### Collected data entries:
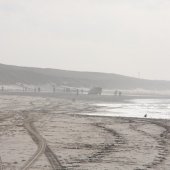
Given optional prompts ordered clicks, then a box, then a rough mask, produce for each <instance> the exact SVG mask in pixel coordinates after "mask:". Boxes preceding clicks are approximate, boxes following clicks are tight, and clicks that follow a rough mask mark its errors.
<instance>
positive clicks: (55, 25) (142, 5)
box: [0, 0, 170, 80]
mask: <svg viewBox="0 0 170 170" xmlns="http://www.w3.org/2000/svg"><path fill="white" fill-rule="evenodd" d="M0 63H4V64H13V65H22V66H35V67H52V68H58V69H67V70H84V71H100V72H110V73H119V74H123V75H129V76H135V77H136V76H137V75H138V72H140V74H141V77H142V78H149V79H166V80H170V1H169V0H0Z"/></svg>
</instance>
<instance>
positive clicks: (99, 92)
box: [88, 87, 102, 95]
mask: <svg viewBox="0 0 170 170" xmlns="http://www.w3.org/2000/svg"><path fill="white" fill-rule="evenodd" d="M88 94H89V95H91V94H94V95H101V94H102V88H101V87H93V88H91V89H90V90H89V92H88Z"/></svg>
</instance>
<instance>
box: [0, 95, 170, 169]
mask: <svg viewBox="0 0 170 170" xmlns="http://www.w3.org/2000/svg"><path fill="white" fill-rule="evenodd" d="M0 102H1V105H0V108H1V112H0V127H1V128H0V157H1V162H0V169H2V167H3V169H10V168H11V169H16V170H20V169H22V170H23V169H24V168H25V169H31V170H53V169H54V167H56V169H57V168H58V169H68V170H113V169H114V170H125V169H127V170H147V169H152V170H169V168H170V140H169V139H170V120H161V119H139V118H123V117H101V116H87V115H85V113H91V112H97V111H98V110H100V107H97V106H95V105H92V104H91V102H87V101H76V102H73V101H72V100H66V99H57V98H51V97H31V96H15V95H13V96H6V95H3V96H1V97H0Z"/></svg>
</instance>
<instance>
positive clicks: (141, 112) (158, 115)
mask: <svg viewBox="0 0 170 170" xmlns="http://www.w3.org/2000/svg"><path fill="white" fill-rule="evenodd" d="M95 105H97V106H99V110H98V112H95V113H87V114H88V115H95V116H112V117H136V118H144V117H145V116H146V118H153V119H170V99H135V100H130V101H129V102H128V103H99V104H95Z"/></svg>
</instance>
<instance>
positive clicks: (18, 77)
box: [0, 64, 170, 90]
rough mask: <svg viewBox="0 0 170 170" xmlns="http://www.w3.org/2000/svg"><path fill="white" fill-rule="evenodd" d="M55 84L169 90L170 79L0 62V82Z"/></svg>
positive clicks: (74, 85) (57, 84)
mask: <svg viewBox="0 0 170 170" xmlns="http://www.w3.org/2000/svg"><path fill="white" fill-rule="evenodd" d="M16 83H23V84H31V85H43V84H56V85H68V86H73V87H93V86H101V87H103V88H108V89H117V88H118V89H137V88H140V89H146V90H170V81H162V80H145V79H137V78H133V77H128V76H122V75H118V74H109V73H97V72H78V71H66V70H58V69H50V68H33V67H19V66H12V65H4V64H0V84H16Z"/></svg>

### What this task involves:
Scan the records above for the lines holding "box: [0, 64, 170, 90]" and "rough mask: <svg". Transcribe those two and every line between them word for word, and no others.

### Exercise response:
box: [0, 64, 170, 90]
rough mask: <svg viewBox="0 0 170 170" xmlns="http://www.w3.org/2000/svg"><path fill="white" fill-rule="evenodd" d="M55 84L169 90L170 79L0 62V82Z"/></svg>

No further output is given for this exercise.